* **Supplied material**:
===============

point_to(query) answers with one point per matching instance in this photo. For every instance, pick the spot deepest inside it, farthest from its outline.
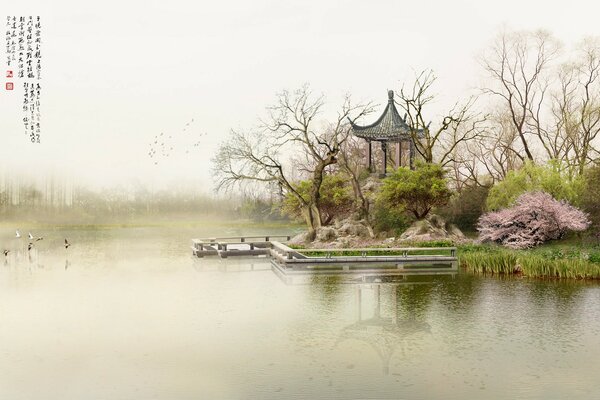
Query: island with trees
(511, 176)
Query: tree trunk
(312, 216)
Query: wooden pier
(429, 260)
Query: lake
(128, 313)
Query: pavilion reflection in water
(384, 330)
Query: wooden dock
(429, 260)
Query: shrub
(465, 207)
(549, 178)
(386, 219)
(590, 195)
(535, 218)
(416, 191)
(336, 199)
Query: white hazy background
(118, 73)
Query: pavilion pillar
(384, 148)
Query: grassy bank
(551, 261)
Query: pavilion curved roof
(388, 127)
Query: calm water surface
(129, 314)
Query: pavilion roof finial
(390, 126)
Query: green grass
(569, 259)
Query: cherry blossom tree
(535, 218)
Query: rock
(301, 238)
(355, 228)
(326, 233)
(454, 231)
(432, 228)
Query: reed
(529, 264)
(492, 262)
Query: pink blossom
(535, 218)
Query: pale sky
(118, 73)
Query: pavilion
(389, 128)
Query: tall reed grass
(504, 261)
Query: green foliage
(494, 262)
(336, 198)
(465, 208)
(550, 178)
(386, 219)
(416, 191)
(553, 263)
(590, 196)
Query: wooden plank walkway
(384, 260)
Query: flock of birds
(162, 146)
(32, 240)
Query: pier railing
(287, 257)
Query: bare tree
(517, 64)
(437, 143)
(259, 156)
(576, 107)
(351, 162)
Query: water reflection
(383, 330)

===============

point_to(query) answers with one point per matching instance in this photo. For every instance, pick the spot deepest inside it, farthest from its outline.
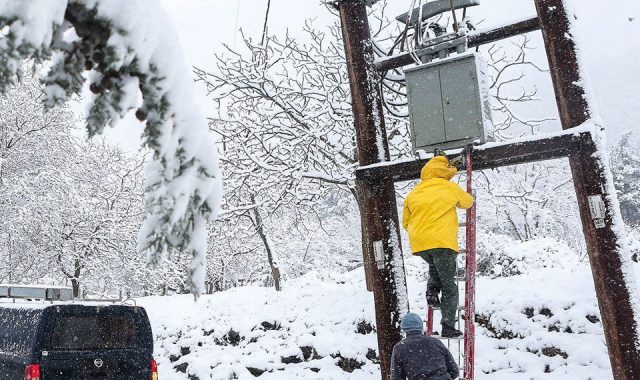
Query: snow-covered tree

===============

* **Problem requirements**:
Count the lines in the entries above that contain the word "pavilion", where case counts, and reply with only that number.

* **Task answer**:
5